Problem description: Which lines of the listing below contain the string "woman"? Return each of them in full.
··· Supplied data ···
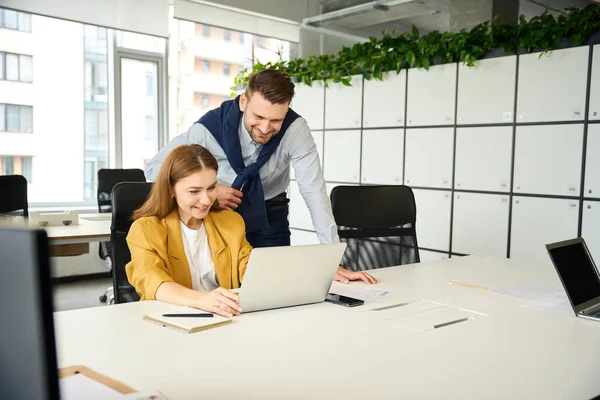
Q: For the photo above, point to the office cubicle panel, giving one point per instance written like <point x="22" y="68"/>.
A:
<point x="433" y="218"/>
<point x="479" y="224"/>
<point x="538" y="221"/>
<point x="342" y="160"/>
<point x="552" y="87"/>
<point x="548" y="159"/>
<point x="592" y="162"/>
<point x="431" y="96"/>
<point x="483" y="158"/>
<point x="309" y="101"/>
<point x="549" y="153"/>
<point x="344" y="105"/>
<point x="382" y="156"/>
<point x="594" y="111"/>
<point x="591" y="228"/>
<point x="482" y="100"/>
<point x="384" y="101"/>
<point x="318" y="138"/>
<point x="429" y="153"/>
···
··· Supplied data ···
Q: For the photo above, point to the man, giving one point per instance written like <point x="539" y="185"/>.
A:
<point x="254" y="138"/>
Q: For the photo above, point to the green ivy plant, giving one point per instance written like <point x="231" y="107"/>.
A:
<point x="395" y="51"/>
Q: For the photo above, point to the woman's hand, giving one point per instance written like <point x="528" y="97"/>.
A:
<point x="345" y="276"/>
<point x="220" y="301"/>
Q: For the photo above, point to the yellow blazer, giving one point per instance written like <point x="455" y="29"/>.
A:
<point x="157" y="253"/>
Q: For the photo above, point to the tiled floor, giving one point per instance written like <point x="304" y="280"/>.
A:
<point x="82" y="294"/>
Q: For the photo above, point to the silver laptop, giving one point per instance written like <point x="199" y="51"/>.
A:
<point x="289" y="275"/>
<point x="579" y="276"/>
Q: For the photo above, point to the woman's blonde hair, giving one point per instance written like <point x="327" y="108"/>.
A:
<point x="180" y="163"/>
···
Complete output:
Q: For the photo above, point to the woman's hand, giving one point per instance written like <point x="528" y="97"/>.
Q: For the photo above, point to the woman's blonde hair, giving one point per instance written like <point x="327" y="108"/>.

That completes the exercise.